**Stated exercise:**
Set down exactly, and only, the lines from the one with "Tag one point on each instance of the snow surface" to the final line of the entries, both included.

**Excerpts of location labeling data:**
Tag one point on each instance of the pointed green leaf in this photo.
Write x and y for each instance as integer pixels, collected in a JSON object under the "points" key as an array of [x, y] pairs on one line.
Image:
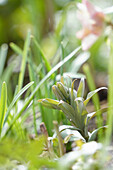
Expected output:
{"points": [[93, 114], [16, 98], [90, 94], [3, 104], [50, 103], [81, 88], [70, 113], [95, 132]]}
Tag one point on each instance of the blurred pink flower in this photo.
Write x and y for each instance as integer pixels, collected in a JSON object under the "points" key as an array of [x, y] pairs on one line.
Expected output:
{"points": [[92, 20]]}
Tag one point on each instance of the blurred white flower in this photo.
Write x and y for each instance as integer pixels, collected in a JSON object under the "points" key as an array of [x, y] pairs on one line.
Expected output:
{"points": [[92, 20]]}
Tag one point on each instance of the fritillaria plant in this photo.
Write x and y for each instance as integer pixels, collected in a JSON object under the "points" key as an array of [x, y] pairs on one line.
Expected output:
{"points": [[73, 105]]}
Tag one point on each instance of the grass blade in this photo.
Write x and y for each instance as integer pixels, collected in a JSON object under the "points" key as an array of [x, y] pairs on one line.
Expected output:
{"points": [[16, 98], [3, 55], [24, 60], [3, 105]]}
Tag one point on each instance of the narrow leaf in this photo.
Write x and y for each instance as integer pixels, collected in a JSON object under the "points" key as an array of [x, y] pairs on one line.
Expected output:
{"points": [[16, 98], [3, 104], [81, 88]]}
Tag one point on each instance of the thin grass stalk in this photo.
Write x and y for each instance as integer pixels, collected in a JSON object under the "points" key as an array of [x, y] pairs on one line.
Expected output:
{"points": [[3, 55], [62, 57], [24, 60], [109, 131], [95, 98]]}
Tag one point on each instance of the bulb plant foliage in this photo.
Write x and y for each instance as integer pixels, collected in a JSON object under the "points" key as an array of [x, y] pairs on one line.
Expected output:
{"points": [[73, 105]]}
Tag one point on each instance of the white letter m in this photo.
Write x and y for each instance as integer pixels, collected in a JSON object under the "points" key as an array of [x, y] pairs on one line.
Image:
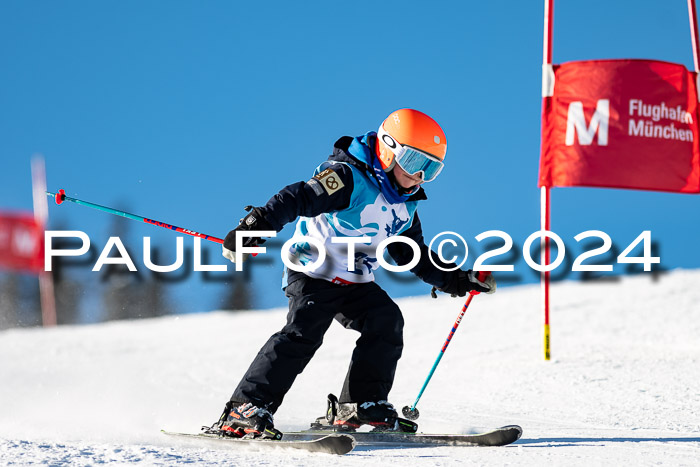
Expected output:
{"points": [[576, 122]]}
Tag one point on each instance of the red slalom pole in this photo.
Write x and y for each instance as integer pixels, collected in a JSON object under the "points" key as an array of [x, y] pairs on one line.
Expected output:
{"points": [[412, 413], [60, 197]]}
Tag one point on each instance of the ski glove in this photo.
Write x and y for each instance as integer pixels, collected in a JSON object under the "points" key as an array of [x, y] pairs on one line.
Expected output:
{"points": [[253, 221], [466, 281]]}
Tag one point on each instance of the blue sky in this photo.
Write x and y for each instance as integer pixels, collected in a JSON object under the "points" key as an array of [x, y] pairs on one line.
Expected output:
{"points": [[187, 111]]}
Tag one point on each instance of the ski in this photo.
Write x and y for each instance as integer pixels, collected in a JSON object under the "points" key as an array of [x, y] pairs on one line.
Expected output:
{"points": [[497, 437], [335, 443]]}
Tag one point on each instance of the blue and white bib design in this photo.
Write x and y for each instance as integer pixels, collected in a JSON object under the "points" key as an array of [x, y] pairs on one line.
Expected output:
{"points": [[368, 215]]}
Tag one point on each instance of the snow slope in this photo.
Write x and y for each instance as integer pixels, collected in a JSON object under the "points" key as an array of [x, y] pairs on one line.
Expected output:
{"points": [[622, 388]]}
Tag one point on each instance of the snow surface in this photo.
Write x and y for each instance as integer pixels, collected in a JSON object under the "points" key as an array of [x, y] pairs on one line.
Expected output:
{"points": [[623, 386]]}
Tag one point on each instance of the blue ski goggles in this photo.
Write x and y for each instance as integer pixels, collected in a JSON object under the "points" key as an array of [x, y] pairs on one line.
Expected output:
{"points": [[412, 160]]}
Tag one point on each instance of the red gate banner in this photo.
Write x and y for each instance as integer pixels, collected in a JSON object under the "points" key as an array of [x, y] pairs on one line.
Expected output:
{"points": [[21, 242], [621, 124]]}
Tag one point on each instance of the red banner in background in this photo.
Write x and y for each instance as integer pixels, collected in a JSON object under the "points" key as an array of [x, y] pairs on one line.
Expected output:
{"points": [[622, 124], [21, 242]]}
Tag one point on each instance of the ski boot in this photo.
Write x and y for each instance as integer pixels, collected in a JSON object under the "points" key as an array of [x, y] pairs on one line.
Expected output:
{"points": [[245, 420], [349, 416]]}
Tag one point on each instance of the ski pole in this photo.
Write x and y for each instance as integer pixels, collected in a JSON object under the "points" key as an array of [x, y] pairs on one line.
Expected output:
{"points": [[61, 197], [412, 413]]}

**Exercise solution:**
Tag one point on each instance of the snow surface in this photo.
Write x and y for each instance as integer pixels, collected in a JSON object under the "points" key as an array of [x, y] pairs on one line.
Expected output:
{"points": [[623, 386]]}
Tag one point on each instance of the blue ski goggles in this photo.
Write x and y for each instance as integer pixels, collected in a JSON object under the "points" key as an array of [x, y] pairs on one line.
Expected output:
{"points": [[412, 160]]}
Tag one point on each instance of the red gate banner in this photo.
Write x and y for each instance as integer pixels, collected in a JSON object under the "points" key as an array of [x, y] pairs on one line.
Expected output:
{"points": [[21, 242], [621, 124]]}
Tag one point on each instance of the red banner in background in this photo.
Write x and y for each instance as integer pixels, collected in a JSON object under the "points" key as an array of [x, y] pairs on one line.
Expected output:
{"points": [[622, 124], [21, 242]]}
Tag one point on each instance of the ski boot in this photo.
Write x and y for each instance as integer pixels, collected in a JSON object under the "points" key as an array of [x, y] pairs on one line.
Expected output:
{"points": [[245, 420], [349, 416]]}
Tag one point on each instance of the ski pole in this photo.
Write x and y for each instance as integer pixels, collected in a JSON object under the "points" key as an array of [x, y] pairs on one line.
Expected output:
{"points": [[61, 197], [412, 413]]}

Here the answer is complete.